# [Instructions to follow]
Starting at the line with "Would you mind annotating the distant", transcribe each line through the final one, both included, and add nothing.

# [Coordinate annotation entries]

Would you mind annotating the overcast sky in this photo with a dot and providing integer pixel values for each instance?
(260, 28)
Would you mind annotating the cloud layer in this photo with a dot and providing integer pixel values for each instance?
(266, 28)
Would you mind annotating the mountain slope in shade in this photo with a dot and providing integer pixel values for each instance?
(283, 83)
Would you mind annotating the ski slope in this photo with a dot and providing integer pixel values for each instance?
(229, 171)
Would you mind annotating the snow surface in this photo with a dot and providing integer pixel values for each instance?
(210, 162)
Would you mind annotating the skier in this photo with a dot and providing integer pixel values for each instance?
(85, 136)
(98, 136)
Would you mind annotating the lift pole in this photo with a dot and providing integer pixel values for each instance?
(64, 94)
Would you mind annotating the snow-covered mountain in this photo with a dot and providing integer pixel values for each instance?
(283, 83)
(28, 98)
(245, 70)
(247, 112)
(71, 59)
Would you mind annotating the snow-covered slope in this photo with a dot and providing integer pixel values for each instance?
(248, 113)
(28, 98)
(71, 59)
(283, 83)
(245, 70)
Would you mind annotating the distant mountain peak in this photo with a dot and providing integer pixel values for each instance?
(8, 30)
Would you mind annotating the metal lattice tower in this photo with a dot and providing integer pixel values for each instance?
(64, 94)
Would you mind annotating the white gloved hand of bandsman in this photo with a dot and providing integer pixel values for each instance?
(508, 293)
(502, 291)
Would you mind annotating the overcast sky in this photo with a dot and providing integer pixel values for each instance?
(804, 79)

# [Solution for this exercise]
Would you mind annotating the distant mountain peak in this photo with a dot and providing integer pixel values for each instance?
(8, 30)
Would you mind annotating the metal lattice tower in this photo with a dot and providing integer pixel values for each instance?
(64, 94)
Would you mind annotating the white gloved hand of bandsman in this photo with a dot and providing integer pixel values for each instance?
(508, 293)
(502, 291)
Would you mind annotating the overcast sky in this photo with a dot and providing integer pixel values for each instance?
(804, 79)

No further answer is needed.